# BRIEF 1
Answer these questions from the article about Malcolm Skelton's row to New Zealand:
(a) From which place will Malcolm Skelton start his row?
(b) What condition has Sarah been diagnosed with?
(c) In how many days did Shaun Quincey complete the journey in 2010?
# BRIEF 2
Write the next part of the article about Malcolm Skelton's row to New Zealand, picking up after its final sentence.

Rowing to NZ to save his wife
"GETTING out of your comfort zone is inherently uncomfortable... so I am going to be very uncomfortable.”
This is Malcolm Skelton's final passing sentiment when thinking about his voyage ahead, as he is about to row more than 2,150km from Coffs Harbour to New Zealand with the sole purpose of saving his wife.
Sarah has been diagnosed with progressive neuromuscular condition Friedreich's Ataxia, which has no treatment or cure at this stage.
"I want my wife to live, I do not want to live without my wife and I'm not going to stop until there's a cure,” he said.
Rowers have achieved the incredible feat on very few occasions, with Shaun Quincey completing the journey in 54 days back in 2010.
Shaun is part of Malcolm's land crew in NZ, but Malcolm is hoping to beat his record by completing the trip in "50 days or less”.

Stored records
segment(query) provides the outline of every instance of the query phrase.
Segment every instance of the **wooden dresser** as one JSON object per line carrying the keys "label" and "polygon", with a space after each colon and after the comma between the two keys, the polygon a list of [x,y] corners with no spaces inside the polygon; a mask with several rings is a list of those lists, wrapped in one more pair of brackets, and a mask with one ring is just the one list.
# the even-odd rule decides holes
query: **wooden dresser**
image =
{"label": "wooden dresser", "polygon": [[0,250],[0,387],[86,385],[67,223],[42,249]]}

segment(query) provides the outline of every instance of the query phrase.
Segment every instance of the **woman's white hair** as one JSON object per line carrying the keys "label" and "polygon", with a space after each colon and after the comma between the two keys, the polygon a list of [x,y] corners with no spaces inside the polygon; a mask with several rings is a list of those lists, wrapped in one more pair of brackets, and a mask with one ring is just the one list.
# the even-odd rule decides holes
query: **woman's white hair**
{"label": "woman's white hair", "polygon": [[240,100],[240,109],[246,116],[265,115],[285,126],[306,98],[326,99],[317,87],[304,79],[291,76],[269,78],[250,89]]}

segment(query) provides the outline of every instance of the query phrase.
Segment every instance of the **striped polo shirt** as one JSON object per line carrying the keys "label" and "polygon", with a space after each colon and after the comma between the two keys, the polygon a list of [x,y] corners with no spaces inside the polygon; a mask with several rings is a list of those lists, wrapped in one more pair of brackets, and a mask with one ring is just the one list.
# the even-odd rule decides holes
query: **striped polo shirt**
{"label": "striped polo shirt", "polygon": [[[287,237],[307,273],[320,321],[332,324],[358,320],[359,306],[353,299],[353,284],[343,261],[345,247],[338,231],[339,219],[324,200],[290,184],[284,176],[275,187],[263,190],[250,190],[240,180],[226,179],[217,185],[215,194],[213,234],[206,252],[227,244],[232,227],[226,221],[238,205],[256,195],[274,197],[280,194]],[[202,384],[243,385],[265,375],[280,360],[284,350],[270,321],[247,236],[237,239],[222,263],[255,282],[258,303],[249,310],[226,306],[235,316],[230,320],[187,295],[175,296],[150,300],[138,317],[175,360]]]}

# RESPONSE 1
(a) Coffs Harbour
(b) Friedreich's Ataxia, a progressive neuromuscular condition
(c) 54 days

# RESPONSE 2
He's been preparing for the past two years and is in the Chelsea Hotel parking lot adding some last minute touches to his row boat with the help of his Aussie land crew, which consists of some of the nation's most accomplished rowers.
Andrew Abrahams is tinkering with the same boat he had rowed across the Atlantic Ocean almost 3 years ago, called the Sarah J.
Rowing team Oceanomads, Dylan Jones and Sam Weir, who are currently preparing to sail the Atlantic Ocean themselves, are also helping out.
Michelle Lee will be undertaking a Million Metres rowing world record in January.
Malcolm watches the expert team at work, listing all the safety measures he's taken to prevent himself from danger while at sea.
"I've done 2 years of physical training and conditioning for this, I'm about as prepared as you can be for such an undertaking,” he said.
"But, how do you prepare for 50 days of being completely alone? There's nothing you can do to prepare yourself for that.”
The father-of-two says he will be travelling at approximately 2 knots, is fully stocked with water and 72 days' worth of dehydrated meals.
He has only one concern.
"The only concern I have is not engaging the public and not getting donations for the cause. That's the only concern I've got,” he said.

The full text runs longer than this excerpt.